------ Listed entries

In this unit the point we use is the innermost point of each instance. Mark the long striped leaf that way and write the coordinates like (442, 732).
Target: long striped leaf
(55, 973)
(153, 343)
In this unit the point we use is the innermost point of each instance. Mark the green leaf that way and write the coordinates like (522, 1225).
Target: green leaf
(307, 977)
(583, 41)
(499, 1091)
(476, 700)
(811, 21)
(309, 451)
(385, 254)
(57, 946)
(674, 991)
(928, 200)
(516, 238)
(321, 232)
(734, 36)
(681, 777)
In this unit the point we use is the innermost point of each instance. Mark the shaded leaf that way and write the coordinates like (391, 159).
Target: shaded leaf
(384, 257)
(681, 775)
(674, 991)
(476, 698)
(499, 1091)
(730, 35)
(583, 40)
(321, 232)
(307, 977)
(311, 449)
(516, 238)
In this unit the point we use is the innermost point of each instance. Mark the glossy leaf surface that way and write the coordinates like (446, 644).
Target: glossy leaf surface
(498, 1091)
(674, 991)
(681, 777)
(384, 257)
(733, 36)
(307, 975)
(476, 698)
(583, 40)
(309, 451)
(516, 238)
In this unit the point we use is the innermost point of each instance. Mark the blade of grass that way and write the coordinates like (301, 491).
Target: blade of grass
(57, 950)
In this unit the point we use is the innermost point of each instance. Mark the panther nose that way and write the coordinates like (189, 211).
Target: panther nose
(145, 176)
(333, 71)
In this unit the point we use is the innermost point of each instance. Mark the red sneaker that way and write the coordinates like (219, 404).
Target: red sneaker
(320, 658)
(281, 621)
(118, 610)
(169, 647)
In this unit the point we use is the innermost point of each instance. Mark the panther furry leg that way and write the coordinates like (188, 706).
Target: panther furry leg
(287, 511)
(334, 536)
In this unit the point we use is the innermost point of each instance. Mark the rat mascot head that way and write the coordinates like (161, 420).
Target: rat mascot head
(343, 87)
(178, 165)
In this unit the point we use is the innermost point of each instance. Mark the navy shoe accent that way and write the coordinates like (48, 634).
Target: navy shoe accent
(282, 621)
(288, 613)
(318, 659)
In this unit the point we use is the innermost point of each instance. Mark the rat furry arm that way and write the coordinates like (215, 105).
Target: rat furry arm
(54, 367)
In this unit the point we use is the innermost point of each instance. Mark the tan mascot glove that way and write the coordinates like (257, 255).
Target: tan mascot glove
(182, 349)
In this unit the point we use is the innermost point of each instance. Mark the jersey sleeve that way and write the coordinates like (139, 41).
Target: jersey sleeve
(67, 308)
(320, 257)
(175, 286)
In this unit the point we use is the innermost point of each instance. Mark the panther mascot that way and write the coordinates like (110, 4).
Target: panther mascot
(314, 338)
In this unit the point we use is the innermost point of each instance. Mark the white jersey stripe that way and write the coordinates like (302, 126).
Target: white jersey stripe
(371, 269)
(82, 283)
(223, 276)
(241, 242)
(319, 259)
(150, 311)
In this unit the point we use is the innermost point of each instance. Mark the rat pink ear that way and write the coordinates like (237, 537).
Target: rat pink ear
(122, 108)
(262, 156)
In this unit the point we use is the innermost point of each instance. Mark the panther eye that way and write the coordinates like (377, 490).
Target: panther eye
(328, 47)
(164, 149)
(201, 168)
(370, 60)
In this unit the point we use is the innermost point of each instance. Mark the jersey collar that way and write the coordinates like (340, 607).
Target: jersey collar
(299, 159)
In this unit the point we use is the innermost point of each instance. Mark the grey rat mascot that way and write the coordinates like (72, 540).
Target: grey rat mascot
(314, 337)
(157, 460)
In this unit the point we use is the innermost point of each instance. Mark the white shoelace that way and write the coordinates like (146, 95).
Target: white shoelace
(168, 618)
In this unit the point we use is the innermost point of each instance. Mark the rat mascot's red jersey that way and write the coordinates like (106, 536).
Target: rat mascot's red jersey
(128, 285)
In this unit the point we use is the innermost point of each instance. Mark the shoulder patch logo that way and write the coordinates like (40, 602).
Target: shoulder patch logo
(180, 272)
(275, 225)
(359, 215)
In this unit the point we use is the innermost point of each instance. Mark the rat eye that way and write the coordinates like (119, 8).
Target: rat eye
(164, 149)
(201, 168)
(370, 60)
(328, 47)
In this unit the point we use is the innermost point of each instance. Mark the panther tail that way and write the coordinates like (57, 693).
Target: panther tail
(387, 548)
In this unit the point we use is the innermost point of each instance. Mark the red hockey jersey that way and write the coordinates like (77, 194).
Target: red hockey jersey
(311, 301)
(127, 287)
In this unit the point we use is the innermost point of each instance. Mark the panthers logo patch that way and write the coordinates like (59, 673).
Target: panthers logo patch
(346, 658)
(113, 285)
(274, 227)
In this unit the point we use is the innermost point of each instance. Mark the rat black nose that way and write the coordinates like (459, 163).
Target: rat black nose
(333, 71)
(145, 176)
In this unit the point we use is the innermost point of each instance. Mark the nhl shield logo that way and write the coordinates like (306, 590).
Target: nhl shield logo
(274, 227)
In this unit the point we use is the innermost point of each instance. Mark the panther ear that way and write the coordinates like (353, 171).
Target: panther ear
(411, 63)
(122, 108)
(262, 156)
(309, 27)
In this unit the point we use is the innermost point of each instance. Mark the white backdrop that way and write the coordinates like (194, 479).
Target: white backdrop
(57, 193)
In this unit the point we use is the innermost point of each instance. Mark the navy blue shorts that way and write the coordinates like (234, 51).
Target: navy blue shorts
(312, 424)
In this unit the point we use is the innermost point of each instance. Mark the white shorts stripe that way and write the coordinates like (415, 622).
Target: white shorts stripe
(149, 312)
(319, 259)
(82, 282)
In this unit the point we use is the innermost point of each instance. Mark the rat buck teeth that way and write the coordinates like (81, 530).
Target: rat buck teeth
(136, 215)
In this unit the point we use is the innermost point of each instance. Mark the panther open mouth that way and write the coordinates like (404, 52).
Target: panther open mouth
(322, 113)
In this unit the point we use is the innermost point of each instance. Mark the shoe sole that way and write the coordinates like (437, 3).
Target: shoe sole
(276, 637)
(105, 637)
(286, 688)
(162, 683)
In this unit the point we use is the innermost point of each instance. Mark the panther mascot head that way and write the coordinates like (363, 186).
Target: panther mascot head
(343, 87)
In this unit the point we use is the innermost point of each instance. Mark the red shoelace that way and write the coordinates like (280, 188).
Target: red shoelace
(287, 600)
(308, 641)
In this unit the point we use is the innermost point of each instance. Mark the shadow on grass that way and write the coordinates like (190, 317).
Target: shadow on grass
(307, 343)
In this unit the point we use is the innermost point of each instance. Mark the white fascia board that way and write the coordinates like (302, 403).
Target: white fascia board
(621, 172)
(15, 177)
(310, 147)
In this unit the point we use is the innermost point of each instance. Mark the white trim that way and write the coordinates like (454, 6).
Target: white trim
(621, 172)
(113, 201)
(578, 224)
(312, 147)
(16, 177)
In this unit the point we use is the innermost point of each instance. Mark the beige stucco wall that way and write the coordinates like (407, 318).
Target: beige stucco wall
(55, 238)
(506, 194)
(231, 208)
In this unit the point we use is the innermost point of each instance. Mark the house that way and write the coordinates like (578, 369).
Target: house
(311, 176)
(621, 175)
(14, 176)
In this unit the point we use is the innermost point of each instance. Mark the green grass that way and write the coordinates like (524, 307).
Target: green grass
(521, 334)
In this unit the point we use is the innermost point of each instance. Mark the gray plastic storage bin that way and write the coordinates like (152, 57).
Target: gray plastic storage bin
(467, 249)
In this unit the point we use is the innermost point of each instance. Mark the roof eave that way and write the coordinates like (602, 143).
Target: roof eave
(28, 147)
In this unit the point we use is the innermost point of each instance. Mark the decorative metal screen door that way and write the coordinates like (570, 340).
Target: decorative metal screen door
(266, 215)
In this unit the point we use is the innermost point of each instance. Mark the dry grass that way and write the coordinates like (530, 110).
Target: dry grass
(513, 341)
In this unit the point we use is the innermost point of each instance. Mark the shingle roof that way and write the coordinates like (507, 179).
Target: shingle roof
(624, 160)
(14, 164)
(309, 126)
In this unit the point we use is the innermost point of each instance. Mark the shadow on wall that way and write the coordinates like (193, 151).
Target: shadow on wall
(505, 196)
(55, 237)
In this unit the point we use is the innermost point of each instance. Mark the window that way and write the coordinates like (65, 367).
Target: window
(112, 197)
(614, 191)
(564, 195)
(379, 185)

------------

■ Stated task: Repeat only the stretch of lines that begins at the line containing "like (507, 179)." and ends at the last line above, both included.

■ Output of the task:
In this unit the point we use is the innermost point of each instance. Mark the shingle roof that way and write the coordinates like (507, 179).
Target: shingle roof
(624, 160)
(14, 164)
(309, 126)
In this unit the point we use is the innermost point of each instance. Mark the shadow on wall that way and write the coordinates like (193, 151).
Target: shadow on wall
(505, 196)
(55, 237)
In this unit the point we use is the innermost point of each instance. Mark the window that way and write the coordinates like (65, 367).
Target: window
(112, 197)
(614, 191)
(564, 195)
(379, 185)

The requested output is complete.